Exercise materials
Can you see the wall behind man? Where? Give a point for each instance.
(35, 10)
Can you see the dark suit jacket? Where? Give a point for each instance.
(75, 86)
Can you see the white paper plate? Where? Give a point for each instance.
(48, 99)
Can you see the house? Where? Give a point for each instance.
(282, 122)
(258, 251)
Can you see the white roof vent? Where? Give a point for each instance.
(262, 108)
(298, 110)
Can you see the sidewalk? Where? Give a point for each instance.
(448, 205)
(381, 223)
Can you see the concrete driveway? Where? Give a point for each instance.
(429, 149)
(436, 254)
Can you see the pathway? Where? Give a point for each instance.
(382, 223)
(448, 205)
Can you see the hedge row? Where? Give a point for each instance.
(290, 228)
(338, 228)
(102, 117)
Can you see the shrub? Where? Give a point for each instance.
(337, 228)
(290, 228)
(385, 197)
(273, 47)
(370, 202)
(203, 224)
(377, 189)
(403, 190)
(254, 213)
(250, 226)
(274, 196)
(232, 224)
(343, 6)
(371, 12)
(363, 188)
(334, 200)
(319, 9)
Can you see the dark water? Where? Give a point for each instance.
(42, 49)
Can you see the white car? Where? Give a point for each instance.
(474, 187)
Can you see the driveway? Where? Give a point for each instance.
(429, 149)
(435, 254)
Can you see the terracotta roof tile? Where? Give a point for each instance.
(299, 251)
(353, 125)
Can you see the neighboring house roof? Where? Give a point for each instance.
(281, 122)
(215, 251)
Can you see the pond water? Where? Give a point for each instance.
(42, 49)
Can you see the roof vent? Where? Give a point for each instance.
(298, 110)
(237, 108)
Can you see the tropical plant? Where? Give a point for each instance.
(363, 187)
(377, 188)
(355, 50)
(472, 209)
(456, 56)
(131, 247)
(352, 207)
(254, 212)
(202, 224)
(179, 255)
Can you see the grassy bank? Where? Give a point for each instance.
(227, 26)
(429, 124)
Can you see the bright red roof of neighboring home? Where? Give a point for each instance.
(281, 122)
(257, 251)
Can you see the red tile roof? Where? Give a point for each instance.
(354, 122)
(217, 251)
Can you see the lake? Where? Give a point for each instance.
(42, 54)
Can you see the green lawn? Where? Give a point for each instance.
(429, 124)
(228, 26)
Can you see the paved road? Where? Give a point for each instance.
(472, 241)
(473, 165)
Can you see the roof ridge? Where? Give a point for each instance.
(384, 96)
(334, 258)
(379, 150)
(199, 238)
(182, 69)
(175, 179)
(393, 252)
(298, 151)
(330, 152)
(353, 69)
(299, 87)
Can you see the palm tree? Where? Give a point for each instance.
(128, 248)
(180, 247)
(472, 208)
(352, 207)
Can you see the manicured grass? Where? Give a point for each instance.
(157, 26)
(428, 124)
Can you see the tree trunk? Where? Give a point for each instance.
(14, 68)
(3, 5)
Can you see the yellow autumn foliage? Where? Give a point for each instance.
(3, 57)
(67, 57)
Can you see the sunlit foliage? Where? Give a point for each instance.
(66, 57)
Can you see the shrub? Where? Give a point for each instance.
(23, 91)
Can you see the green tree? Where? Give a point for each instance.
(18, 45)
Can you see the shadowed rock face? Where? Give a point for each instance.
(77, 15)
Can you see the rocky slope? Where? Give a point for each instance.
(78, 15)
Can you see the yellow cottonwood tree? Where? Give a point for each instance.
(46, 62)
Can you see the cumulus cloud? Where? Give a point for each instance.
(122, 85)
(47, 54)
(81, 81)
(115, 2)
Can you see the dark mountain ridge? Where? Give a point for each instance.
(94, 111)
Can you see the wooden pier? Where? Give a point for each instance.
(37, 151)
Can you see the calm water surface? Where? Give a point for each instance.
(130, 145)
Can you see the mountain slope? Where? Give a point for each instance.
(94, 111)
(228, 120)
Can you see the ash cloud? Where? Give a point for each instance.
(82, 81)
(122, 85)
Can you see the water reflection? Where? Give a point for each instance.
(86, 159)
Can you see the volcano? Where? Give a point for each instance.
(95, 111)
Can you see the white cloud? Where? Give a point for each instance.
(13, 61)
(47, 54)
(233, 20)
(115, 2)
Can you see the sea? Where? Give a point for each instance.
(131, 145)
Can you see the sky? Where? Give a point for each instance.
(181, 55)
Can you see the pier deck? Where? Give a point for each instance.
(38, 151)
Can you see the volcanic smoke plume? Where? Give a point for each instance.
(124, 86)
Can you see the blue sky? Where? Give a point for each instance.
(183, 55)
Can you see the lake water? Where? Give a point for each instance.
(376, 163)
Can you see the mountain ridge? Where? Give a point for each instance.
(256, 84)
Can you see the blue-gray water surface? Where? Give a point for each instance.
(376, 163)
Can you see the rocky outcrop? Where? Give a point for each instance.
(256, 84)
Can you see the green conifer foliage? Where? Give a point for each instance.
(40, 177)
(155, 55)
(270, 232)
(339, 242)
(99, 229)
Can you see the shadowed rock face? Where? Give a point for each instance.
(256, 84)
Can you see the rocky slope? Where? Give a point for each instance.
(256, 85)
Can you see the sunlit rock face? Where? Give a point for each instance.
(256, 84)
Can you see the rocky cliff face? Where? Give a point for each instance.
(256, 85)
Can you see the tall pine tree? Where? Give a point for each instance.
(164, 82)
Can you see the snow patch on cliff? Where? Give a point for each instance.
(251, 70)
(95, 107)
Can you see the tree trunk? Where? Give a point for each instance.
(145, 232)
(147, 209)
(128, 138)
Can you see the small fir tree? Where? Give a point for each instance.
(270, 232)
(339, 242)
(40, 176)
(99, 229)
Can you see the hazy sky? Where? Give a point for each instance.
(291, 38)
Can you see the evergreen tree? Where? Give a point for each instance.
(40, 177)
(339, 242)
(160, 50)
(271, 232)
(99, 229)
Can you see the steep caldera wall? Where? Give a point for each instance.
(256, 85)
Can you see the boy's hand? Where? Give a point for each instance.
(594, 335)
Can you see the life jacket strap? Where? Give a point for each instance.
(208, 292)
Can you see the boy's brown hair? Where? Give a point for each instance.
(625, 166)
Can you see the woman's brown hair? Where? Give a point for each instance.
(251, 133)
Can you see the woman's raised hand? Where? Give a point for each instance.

Your instructions
Look above for the line containing "Can you see the small"; copy from it through the last line, exactly, and nothing more.

Task output
Can you see the small fir tree? Where? Give a point for each instance.
(270, 232)
(339, 242)
(40, 176)
(99, 229)
Can you see the hazy sky? Where? Give a point for each instance.
(291, 38)
Can you see the evergreen tree? Where? Give a point for each instance.
(40, 177)
(339, 242)
(160, 50)
(271, 232)
(99, 229)
Can you see the steep caldera wall? Where? Give a point for each instance.
(256, 85)
Can you see the boy's hand? Where? Give a point for each instance.
(594, 335)
Can you see the life jacket strap? Where? Give a point for each instance.
(208, 292)
Can you see the boy's brown hair? Where? Give a point for each instance.
(625, 166)
Can you see the woman's brown hair? Where? Give a point for each instance.
(251, 133)
Can you see the woman's raised hand? Where? Give a point for each instance.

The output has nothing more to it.